Un oso gigante cuelga del techo, rodeado de luces navideñas. Parece que mira a la gente que viene y va, gente que compra como desesperada en una plaza comercial de Santo Domingo. Hace calor. Aquí no se siente “la brisita”. Vuelvo a mirar al oso atrapado en esta locura tropical decorada con falsa nieve y pienso: “¿Me acaba de llegar la menopausia o de verdad hace tanto calor en pleno diciembre?”. Me pierdo en ese pensamiento por un momento. Segundos después, noto que una veinteañera se abanica y confirmo que, en efecto, hace calor y hay muchos osos. Hay osos gigantes, pero no abanicos, ventilación natural o aires acondicionados suficientes.
Me enojo con los osos feos, como si ellos fueran responsables del calor, y mi mente entra en modo “piloto automático”. Como todos, atareada en ganarme la vida, pagar a tiempo los servicios y afrontar los pequeños inconvenientes cotidianos, veo las noticias y hago las tareas que se supone que hay que hacer. Sobrevivimos.

### Ejemplos de etiquetado de puntos
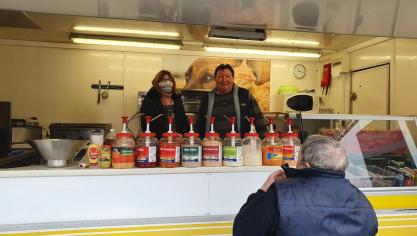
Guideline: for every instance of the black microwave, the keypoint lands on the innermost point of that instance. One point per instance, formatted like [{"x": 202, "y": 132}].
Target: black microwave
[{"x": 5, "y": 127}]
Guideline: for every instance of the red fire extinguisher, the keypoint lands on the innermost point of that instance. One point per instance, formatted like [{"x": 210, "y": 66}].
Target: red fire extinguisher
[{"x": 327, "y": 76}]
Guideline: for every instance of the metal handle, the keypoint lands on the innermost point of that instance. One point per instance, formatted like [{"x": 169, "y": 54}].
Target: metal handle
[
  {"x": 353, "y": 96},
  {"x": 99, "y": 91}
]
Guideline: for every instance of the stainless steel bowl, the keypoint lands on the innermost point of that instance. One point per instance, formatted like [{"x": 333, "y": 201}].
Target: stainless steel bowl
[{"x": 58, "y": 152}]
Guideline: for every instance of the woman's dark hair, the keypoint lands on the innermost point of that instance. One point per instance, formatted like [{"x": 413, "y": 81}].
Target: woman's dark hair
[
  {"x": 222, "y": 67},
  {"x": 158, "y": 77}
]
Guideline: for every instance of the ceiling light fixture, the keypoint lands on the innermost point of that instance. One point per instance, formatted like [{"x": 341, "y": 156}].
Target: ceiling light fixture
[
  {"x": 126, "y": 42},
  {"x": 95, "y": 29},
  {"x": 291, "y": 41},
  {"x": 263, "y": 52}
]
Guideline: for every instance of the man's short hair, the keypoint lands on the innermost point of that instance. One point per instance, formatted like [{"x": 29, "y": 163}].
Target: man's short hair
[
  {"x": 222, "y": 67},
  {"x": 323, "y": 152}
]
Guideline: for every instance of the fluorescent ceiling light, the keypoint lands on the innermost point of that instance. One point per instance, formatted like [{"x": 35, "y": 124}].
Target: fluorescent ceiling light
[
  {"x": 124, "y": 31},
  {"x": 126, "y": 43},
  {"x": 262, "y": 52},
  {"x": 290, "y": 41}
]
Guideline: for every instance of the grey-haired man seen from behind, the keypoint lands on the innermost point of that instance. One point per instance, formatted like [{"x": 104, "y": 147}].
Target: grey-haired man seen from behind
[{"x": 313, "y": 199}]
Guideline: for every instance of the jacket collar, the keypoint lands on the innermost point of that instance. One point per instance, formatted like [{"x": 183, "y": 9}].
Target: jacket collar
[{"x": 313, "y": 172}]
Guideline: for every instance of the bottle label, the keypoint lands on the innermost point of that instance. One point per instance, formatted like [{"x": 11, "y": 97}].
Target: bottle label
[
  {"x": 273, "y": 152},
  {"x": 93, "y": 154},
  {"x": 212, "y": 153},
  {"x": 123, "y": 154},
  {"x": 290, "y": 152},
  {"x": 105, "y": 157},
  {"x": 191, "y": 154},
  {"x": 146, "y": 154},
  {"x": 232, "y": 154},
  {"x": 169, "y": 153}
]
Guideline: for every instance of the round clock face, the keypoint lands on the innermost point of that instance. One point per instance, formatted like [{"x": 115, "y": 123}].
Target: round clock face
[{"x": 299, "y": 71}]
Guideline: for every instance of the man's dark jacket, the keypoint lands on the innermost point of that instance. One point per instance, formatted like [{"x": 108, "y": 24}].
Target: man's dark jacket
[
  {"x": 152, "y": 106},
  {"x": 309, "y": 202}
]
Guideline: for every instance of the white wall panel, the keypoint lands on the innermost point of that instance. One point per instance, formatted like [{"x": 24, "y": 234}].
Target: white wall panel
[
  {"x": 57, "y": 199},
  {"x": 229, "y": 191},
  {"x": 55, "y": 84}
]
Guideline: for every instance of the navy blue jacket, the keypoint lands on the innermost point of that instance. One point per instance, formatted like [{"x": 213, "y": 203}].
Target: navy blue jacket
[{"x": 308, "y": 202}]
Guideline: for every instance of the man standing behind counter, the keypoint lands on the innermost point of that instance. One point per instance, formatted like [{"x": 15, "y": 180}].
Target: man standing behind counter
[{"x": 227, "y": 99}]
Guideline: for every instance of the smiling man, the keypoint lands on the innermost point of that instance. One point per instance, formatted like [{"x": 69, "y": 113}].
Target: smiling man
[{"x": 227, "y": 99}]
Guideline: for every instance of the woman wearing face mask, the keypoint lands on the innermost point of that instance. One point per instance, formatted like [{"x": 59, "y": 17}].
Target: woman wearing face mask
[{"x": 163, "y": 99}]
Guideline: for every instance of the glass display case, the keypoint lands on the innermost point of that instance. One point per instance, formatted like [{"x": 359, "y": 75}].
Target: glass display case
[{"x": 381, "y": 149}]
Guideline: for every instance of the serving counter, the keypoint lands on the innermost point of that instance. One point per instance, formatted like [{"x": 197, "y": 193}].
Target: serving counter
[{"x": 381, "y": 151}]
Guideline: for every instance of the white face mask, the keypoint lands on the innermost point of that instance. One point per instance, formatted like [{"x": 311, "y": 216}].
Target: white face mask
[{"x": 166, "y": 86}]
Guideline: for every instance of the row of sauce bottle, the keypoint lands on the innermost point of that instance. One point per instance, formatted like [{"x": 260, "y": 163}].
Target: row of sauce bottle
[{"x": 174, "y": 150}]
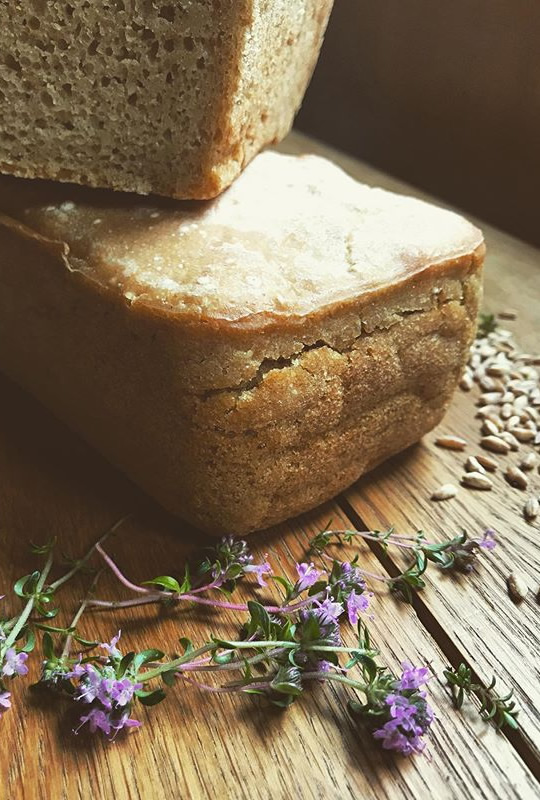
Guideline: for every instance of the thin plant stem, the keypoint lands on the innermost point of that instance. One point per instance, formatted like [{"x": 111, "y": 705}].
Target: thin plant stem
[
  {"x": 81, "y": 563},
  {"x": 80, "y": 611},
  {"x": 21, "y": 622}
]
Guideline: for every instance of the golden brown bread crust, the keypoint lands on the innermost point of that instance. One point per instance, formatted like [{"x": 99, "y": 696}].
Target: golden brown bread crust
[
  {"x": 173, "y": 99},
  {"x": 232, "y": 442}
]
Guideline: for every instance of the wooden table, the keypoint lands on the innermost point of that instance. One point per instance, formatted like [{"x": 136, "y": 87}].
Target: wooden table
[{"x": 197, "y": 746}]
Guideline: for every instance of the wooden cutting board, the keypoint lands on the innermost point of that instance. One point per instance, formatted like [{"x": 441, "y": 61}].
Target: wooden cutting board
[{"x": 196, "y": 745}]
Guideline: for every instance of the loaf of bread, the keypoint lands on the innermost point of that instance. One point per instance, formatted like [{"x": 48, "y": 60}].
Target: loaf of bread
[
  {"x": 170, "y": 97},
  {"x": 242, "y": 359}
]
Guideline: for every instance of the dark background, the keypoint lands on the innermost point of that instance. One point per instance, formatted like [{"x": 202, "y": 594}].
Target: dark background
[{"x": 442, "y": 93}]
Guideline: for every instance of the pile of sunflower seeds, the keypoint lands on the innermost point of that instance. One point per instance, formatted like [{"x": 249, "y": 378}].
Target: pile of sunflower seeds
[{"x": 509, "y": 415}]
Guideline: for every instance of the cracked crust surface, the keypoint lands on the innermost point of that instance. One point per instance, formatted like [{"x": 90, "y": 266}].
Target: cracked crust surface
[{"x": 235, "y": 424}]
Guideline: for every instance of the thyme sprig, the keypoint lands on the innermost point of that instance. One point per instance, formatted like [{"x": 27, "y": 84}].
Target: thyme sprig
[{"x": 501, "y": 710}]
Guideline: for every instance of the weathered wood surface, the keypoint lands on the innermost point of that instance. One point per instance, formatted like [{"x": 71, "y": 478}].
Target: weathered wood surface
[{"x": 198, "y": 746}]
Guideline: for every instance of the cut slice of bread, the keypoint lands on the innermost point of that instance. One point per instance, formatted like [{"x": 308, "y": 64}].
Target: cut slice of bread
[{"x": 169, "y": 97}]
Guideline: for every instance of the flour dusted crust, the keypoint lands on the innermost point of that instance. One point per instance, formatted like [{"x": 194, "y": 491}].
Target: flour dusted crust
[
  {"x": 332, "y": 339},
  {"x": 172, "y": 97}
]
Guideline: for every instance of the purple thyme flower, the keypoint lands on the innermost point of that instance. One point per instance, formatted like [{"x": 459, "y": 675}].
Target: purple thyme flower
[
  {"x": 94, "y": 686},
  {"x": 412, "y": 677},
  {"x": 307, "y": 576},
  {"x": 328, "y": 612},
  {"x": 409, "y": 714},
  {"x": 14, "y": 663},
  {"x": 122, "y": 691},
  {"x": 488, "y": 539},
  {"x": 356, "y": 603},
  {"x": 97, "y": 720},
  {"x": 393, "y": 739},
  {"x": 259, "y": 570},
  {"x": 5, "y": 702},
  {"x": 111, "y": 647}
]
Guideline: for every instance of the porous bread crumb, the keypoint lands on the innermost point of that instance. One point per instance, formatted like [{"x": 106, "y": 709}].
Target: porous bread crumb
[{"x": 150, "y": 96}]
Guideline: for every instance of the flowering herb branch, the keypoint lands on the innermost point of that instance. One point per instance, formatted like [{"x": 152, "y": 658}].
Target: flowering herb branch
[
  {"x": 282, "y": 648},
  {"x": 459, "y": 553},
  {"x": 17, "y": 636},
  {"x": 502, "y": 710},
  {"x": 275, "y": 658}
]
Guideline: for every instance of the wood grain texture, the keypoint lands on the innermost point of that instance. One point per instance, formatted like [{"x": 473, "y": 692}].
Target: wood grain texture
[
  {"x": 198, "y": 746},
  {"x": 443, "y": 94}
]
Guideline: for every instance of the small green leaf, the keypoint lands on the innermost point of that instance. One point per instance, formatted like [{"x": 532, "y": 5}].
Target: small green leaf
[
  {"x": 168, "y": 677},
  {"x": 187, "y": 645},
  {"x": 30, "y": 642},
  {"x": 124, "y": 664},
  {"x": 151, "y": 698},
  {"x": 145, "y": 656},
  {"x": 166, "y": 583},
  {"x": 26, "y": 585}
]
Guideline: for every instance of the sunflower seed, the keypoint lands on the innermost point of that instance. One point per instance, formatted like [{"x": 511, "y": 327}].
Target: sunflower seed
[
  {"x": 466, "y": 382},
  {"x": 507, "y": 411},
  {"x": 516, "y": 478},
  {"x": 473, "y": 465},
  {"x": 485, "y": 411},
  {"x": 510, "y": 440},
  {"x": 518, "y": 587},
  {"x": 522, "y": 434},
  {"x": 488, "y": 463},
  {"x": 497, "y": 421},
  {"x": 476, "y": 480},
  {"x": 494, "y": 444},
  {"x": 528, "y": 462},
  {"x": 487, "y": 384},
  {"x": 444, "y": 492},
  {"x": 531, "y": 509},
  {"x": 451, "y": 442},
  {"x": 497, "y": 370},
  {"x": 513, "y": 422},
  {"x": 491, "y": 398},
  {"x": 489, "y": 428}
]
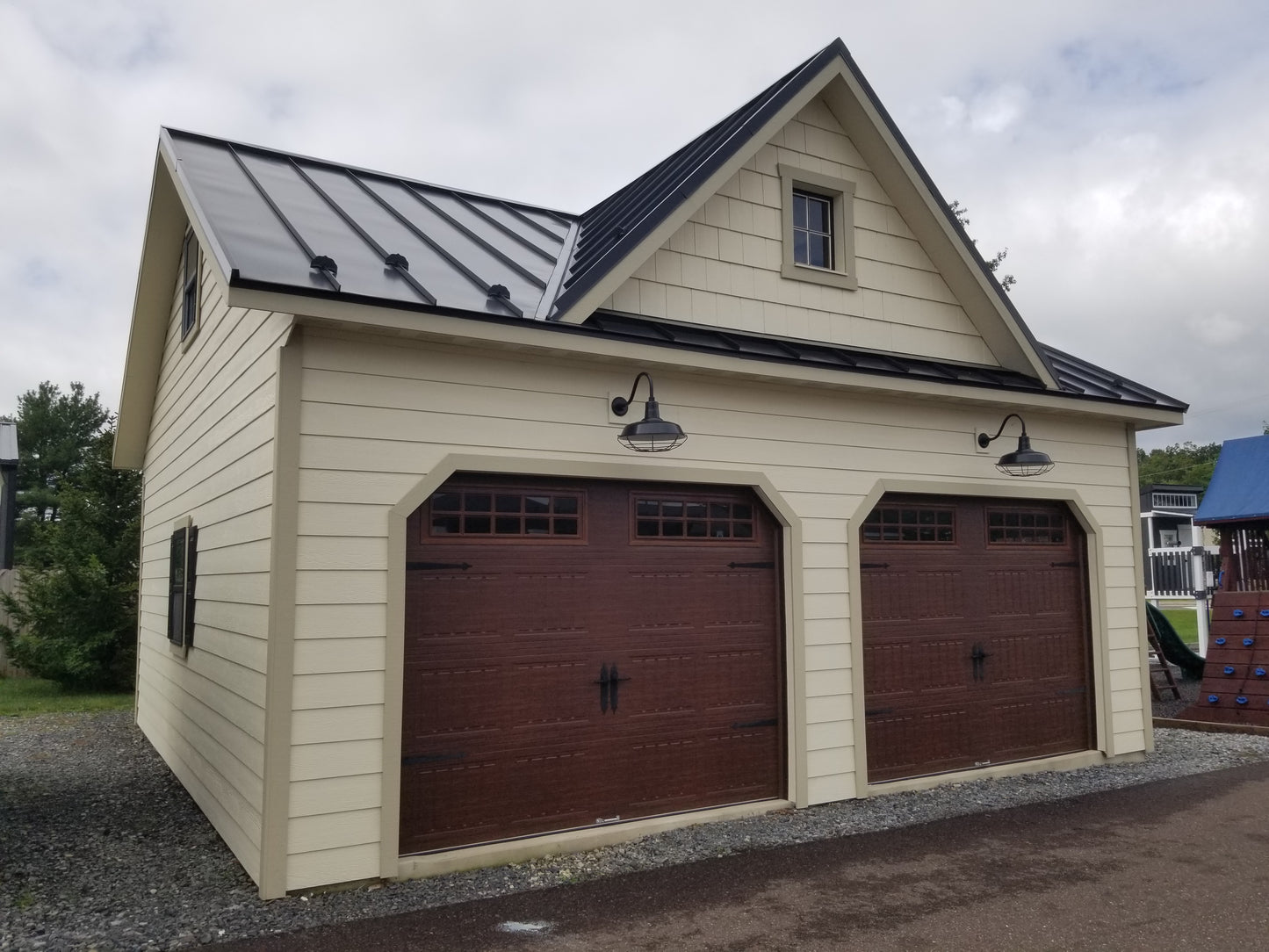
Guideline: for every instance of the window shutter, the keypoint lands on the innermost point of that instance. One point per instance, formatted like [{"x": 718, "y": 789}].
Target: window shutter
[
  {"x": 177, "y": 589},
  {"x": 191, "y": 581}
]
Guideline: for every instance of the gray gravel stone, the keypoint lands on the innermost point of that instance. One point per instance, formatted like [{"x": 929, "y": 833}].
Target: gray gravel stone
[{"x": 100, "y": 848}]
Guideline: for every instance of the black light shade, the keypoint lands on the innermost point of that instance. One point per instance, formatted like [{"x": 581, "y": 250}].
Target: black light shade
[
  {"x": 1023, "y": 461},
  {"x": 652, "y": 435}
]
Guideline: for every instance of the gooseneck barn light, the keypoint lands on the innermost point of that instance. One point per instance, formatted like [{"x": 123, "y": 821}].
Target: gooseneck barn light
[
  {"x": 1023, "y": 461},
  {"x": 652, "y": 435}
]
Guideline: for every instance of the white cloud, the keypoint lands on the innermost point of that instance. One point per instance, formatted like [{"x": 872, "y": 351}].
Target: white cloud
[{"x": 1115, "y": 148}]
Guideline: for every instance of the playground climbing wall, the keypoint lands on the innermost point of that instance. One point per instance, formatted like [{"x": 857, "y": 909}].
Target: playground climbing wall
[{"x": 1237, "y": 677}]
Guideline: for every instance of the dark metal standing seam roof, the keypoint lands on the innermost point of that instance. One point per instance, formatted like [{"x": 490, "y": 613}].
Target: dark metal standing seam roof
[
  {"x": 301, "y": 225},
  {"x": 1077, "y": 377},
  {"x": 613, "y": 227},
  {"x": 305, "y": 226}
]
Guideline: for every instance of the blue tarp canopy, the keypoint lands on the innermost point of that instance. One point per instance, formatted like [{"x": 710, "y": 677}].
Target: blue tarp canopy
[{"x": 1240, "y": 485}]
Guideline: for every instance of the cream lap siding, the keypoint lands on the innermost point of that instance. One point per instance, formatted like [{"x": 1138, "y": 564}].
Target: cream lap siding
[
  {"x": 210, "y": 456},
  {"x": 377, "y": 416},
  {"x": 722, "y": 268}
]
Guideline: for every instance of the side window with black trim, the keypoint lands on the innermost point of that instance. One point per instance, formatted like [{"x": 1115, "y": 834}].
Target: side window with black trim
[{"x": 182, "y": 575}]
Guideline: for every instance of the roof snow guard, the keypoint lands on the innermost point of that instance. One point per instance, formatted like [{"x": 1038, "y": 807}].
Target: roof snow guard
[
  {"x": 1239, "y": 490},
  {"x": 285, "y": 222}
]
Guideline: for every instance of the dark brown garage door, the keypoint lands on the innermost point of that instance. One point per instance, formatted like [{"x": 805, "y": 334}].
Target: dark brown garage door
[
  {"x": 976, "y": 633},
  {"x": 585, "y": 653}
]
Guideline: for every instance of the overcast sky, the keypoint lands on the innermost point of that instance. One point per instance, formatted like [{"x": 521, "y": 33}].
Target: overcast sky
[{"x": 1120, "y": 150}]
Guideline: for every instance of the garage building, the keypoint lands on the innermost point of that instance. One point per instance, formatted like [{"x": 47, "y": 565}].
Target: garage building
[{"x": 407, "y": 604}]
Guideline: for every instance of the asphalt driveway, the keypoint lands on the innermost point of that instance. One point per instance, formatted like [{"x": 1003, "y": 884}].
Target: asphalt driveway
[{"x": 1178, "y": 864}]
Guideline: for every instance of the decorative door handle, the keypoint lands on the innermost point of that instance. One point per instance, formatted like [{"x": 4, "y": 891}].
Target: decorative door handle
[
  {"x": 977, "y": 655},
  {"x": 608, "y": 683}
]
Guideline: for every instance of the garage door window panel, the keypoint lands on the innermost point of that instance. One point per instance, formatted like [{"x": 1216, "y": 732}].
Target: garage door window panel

### QUÉ HARÁS
(a) ¿Qué actividades cotidianas se enumeran en el texto sobre la plaza comercial, en el pasaje que empieza con «Como todos, atareada»?
(b) ¿Cómo quedaría en forma de lista el párrafo del texto sobre la plaza comercial que empieza con «Un oso gigante cuelga del techo», conservando sus datos principales?
(c) Continúa el texto sobre la plaza comercial a partir de su última oración.
Los registros no tienen relación con el texto sobre la plaza comercial.

### RESPUESTAS POR TAREA
(a)
- Ganarse la vida
- Pagar a tiempo los servicios
- Afrontar los pequeños inconvenientes cotidianos
- Ver las noticias
- Hacer las tareas que se supone que hay que hacer

(b)
- Un oso gigante rodeado de luces navideñas cuelga del techo de una plaza comercial de Santo Domingo.
- La gente compra como desesperada.
- Hace calor, no se siente «la brisita» y el lugar está decorado con falsa nieve.
- Quien narra se pregunta si le acaba de llegar la menopausia o si de verdad hace tanto calor en pleno diciembre.
- Una veinteañera que se abanica confirma que hace calor.
- Hay muchos osos gigantes, pero faltan abanicos, ventilación natural o aires acondicionados suficientes.

(c)
Pero, de vez en cuando, todas las preocupaciones personales y sociales llegan, entremezcladas, a la mente. Antes de entrar a la plaza, vi a los limpiavidrios de la avenida Mella tratando de ganar algunas monedas: jóvenes que nos recuerdan la pobreza de esta ciudad. Creo que algunos duermen en la calle.
Mientras almorzaba, me taladró la cabeza el recuerdo de un video de jóvenes menores de 25 años promoviendo abiertamente el odio racial contra los haitianos, en medio de este sentimiento colectivo de dolor por la muerte de Stephora Joseph, la niña que, según las declaraciones de su familia, sufría acoso por ser negra y haitiana, y que, como sabemos, falleció ahogada en circunstancias que aún resultan confusas. ¿Tuvieron sus acosadores, niños o adolescentes, algo que ver con su muerte? Solo la duda espanta. ¿Hasta dónde hemos llegado en este país donde todo el mundo tiene al menos un tío en Nueva York?
¿Dónde podríamos escondernos del horror, no verlo, escapar, o, mejor, cómo estar a la altura de los tiempos que nos tocaron y enfrentar la discriminación y el odio? No hay respuestas fáciles. El auge de la ultraderecha y sus ideas en el país y a nivel internacional da miedo, asusta. Mientras más se conoce la magnitud del odio que se expresa en Estados Unidos hacia los migrantes, los negros, los latinos, los caribeños, los africanos, más asustados estamos. Vemos noticias de Europa y de otras partes del mundo y podemos tener la sensación de que no hay a donde ir.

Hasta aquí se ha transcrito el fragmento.